## CONSIGNES
Transformez toutes les données ci-dessous en un CSV à deux colonnes, texte et reponse, avec une ligne par texte accompagné de sa réponse. Mettez chaque champ entre guillemets, remplacez les sauts de ligne par des espaces et laissez les images de côté.

====== DONNÉES ======

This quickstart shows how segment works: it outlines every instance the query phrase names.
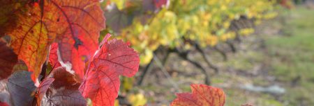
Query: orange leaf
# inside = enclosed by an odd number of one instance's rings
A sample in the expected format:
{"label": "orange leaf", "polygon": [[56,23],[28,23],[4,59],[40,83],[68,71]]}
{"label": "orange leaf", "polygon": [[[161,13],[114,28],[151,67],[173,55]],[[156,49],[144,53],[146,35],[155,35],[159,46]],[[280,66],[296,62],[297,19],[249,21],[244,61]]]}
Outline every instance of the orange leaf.
{"label": "orange leaf", "polygon": [[6,44],[0,41],[0,80],[11,75],[14,65],[17,62],[17,57]]}
{"label": "orange leaf", "polygon": [[225,95],[219,88],[205,85],[191,85],[191,93],[177,94],[171,106],[223,106]]}

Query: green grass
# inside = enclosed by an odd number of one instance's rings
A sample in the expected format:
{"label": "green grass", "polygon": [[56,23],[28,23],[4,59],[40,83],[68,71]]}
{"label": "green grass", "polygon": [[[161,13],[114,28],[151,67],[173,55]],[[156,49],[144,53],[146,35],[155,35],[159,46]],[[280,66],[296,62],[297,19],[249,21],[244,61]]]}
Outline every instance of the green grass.
{"label": "green grass", "polygon": [[[283,35],[267,39],[271,58],[271,74],[283,83],[287,105],[314,105],[314,10],[291,11]],[[288,33],[288,34],[287,34]],[[296,86],[291,83],[299,76]]]}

======

## RÉPONSE CI-DESSOUS
texte,reponse
"This quickstart shows how segment works: it outlines every instance the query phrase names. Query: orange leaf # inside = enclosed by an odd number of one instance's rings A sample in the expected format: {""label"": ""orange leaf"", ""polygon"": [[56,23],[28,23],[4,59],[40,83],[68,71]]} {""label"": ""orange leaf"", ""polygon"": [[[161,13],[114,28],[151,67],[173,55]],[[156,49],[144,53],[146,35],[155,35],[159,46]],[[280,66],[296,62],[297,19],[249,21],[244,61]]]} Outline every instance of the orange leaf.","{""label"": ""orange leaf"", ""polygon"": [[6,44],[0,41],[0,80],[11,75],[14,65],[17,62],[17,57]]} {""label"": ""orange leaf"", ""polygon"": [[225,95],[219,88],[205,85],[191,85],[191,93],[177,94],[171,106],[223,106]]}"
"Query: green grass # inside = enclosed by an odd number of one instance's rings A sample in the expected format: {""label"": ""green grass"", ""polygon"": [[56,23],[28,23],[4,59],[40,83],[68,71]]} {""label"": ""green grass"", ""polygon"": [[[161,13],[114,28],[151,67],[173,55]],[[156,49],[144,53],[146,35],[155,35],[159,46]],[[280,66],[296,62],[297,19],[249,21],[244,61]]]} Outline every instance of the green grass.","{""label"": ""green grass"", ""polygon"": [[[283,35],[267,39],[271,58],[271,74],[283,83],[287,105],[314,105],[314,10],[291,11]],[[288,33],[288,34],[287,34]],[[296,86],[291,83],[299,76]]]}"